• [Aim of the exercise]
Recast the records as a JSON list of strings, one string per line, starting at the line containing "Objective — one marker per instance of the slicked" and running through the end of the records, both ends included. Omit any blank lines.

start Given records

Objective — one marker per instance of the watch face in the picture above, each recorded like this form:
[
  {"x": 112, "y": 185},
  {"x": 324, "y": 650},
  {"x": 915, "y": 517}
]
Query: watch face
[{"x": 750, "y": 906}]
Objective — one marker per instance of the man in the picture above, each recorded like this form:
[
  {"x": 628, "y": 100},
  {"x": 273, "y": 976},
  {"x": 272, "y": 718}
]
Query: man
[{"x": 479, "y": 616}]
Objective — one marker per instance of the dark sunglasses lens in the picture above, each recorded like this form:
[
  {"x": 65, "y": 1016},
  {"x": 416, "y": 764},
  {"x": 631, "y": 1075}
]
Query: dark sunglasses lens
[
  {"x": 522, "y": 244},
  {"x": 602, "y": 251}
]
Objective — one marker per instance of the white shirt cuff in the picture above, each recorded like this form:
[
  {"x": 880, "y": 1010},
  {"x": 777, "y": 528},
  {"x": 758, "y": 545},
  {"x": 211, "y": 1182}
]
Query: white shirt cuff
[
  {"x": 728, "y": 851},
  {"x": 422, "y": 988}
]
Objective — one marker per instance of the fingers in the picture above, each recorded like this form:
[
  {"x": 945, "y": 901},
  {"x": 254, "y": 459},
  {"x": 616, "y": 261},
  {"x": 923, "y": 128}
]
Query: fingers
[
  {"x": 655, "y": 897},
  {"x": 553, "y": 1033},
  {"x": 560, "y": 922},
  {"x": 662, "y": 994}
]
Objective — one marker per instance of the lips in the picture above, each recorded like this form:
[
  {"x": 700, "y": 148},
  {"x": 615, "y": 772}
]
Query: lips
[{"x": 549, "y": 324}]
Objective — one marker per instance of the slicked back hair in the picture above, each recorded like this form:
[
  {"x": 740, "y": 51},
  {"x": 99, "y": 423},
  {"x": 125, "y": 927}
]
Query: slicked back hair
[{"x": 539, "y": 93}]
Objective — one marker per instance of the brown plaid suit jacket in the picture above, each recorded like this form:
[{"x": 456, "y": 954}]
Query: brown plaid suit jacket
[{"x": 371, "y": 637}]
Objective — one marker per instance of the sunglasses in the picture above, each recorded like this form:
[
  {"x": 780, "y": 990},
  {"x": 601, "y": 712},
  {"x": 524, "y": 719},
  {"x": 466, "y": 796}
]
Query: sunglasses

end Given records

• [Written solution]
[
  "Objective — one marker per instance of the slicked back hair in the picture above, each recorded like this form:",
  "[",
  "  {\"x\": 740, \"y\": 51},",
  "  {\"x\": 99, \"y\": 423},",
  "  {\"x\": 125, \"y\": 927}",
  "]",
  "Query: slicked back hair",
  "[{\"x\": 539, \"y\": 93}]",
  "Objective — one marker per instance of the brown plaid suit jacket in the picture above, each recorded like this form:",
  "[{\"x\": 456, \"y\": 954}]",
  "Query: brown plaid suit jacket",
  "[{\"x\": 371, \"y\": 637}]",
  "Objective — one marker per instance of the sunglasses in the picture above, each recorded like this form:",
  "[",
  "  {\"x\": 780, \"y\": 990},",
  "  {\"x\": 601, \"y\": 712},",
  "  {\"x\": 524, \"y\": 719},",
  "  {\"x\": 466, \"y\": 796}",
  "]",
  "Query: sunglasses"
]